## 节选段落
========
Flink CDC 3.0 Starrocks建表失败会导致任务卡主!
现象
StarRocks建表失败,然后任务自动重启,重启完毕后数据回放,jobMaster打印下面日志后,整个任务会卡主
There are already processing requests. Wait for processing
原因分析
前提概要:可以先阅读CDC表变更处理流程然后再读下面会更加清晰
涉及类包括SchemaRegistry
、SchemaOperator
和StarRocksMetadataApplier
类
SchemaRegistry->handleEventFromOperator
方法执行建表失败后会导致任务重启,但是jobMaster不会重启,因此SchemaRegistry.requestHandler.pendingSchemaChanges
无法删除导致任务卡主!
public void flushSuccess(TableId tableId, int sinkSubtask) {
flushedSinkWriters.add(sinkSubtask);
if (flushedSinkWriters.equals(activeSinkWriters)) {
LOG.info(
"All sink subtask have flushed for table {}. Start to apply schema change.",
tableId.toString());
PendingSchemaChange waitFlushSuccess = pendingSchemaChanges.get(0);
//执行表结构变更操作!
========
## 原始条目
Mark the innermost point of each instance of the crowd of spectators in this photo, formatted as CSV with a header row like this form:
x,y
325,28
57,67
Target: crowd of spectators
========
## 任务要求 1
请把上面的全部条目逐行照原样重抄一遍，任何字符都不要改动。
## 任务要求 2
续写那段讲 Flink CDC 建表失败导致任务卡住的节选，从它最后一句之后接着写下去。

## 答复 1
Mark the innermost point of each instance of the crowd of spectators in this photo, formatted as CSV with a header row like this form:
x,y
325,28
57,67
Target: crowd of spectators

## 答复 2
applySchemaChange(tableId, waitFlushSuccess.getChangeRequest().getSchemaChangeEvent());
waitFlushSuccess.getResponseFuture().complete(wrap(new ReleaseUpstreamResponse()));
if (RECEIVED_RELEASE_REQUEST.equals(waitFlushSuccess.getStatus())) {
//异常会跳过删除pendingSchame!
startNextSchemaChangeRequest();
}
}
}
//删除pendingSchemaChanges中已经完成的pendingSchame
private void startNextSchemaChangeRequest() {
this.pendingSchemaChanges.remove(0);
this.flushedSinkWriters.clear();
...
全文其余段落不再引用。